Consigne: Recopiez sans rien changer le passage de l'extrait sur Dominique, déléguée syndicale, situé entre « Elle va proposer » et « aussi plus larges. », ces deux bornes comprises.

D’ouvrière non qualifiée rentrée dans la vie active à
quatorze ans, Dominique occupe maintenant un poste
d’analyste programmeur. Elle a entrepris une formation
seule pendant trois ans.
Le premier syndicat implanté dans l’entreprise fut la
CGT. De ce fait de nombreuses femmes au départ se sont
syndiquées à la CGT. Au fur et à mesure de son
implantation, le recrutement de la CFDT s’est féminisé.
L’une des raisons évoquées était le manque de
considération puis le non accès à la parole, même entre
syndiqués. Les humiliations et la docilité demandées à
la chaîne se reproduisaient dans la section. « Ah,
ben tu sais la considération chez eux (rires) Avec nos
voisins il faut obéir au coup de sifflet » (Nadine
technicienne, rentrée dans l’entreprise en 1973 comme
ouvrière non qualifiée). Les femmes souhaitaient trouver
au sein de la section syndicale un lieu amical où leur
parole serait prise en compte. Elles désiraient se
construire leur lieu d’échange, échappant aux pressions
du travail. Dominique va être la femme de la situation.
Elle va proposer la création d’une commission femmes.
Cette commission femmes sera prétexte à élaborer des
relations autour de l’activité professionnelle mais
aussi plus larges.
Son combat en tant que déléguée syndicale va construire
sa légende mais aussi l’étiqueter comme activiste,
parfois dangereuse. Dangereuse parce qu’elle refuse de
s’estimer battue qu’elle revient sans arrêt à la charge
pour obtenir ce qu’elle veut. Ce combat, elle l’a mené
mais à quel prix ? Elle en est ressortie meurtrie,
blessée devant l’ensemble des humiliations et
difficultés qu’elle a dû affronter.
Au niveau de l’histoire de la section quand nous nous
interrogeons sur la succession des délégués syndicaux,
le parcours de Dominique est toujours évoqué. Elle
ressort grandie de « cette aventure » aux yeux des
membres de la section, qui ont pris conscience des
difficultés qu’elle a rencontrées, de son courage, de la
violence qu’elle a endurée. Elle relate d’ailleurs cette
expérience avec douleur et amertume. « C’était
dur…ils m’ont insultée, traînée dans la boue …je ne peux
pas leur faire confiance… je suis partie autrement c’est
moi qui y restais… »Elle a démissionné car la
réalité était trop dure à assumer. Etre délégué syndical
implique une abnégation totale à sa fonction, un certain
sacrifice de soi. Elle pouvait matériellement endosser
ce mandat du fait de sa situation matrimoniale :
célibataire. Elle partait avec un handicap cependant
elle n’était même pas mère elle était que femme. La
dureté de ses opposants elle la doit à sa qualité de
femme mais aussi à l’image qu’elle en donne une femme
célibataire qui s’assume financièrement qui milite qui
s’oppose aux hommes.

Lignes de données:

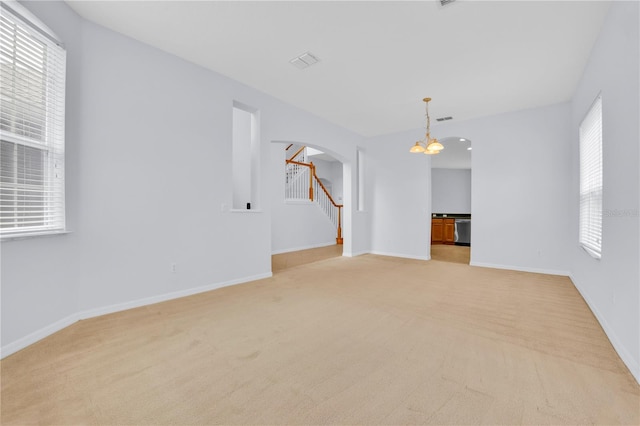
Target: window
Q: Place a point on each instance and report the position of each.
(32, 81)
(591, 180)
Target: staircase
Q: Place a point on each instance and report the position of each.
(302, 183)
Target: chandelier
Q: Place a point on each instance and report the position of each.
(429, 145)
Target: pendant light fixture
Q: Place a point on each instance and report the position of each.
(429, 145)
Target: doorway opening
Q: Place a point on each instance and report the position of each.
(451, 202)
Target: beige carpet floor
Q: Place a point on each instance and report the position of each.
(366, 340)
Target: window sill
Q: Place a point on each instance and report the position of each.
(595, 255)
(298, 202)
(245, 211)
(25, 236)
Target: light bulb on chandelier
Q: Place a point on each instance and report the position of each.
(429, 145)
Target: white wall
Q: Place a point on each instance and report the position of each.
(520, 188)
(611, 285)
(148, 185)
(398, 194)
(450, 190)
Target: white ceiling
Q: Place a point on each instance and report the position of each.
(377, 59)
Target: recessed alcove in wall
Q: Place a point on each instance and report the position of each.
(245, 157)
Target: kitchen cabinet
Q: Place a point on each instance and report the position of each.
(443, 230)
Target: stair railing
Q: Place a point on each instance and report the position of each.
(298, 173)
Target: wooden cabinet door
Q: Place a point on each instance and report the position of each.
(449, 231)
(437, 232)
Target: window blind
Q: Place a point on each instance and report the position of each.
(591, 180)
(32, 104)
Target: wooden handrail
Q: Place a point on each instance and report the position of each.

Réponse attendue:
Elle va proposer la création d’une commission femmes.
Cette commission femmes sera prétexte à élaborer des
relations autour de l’activité professionnelle mais
aussi plus larges.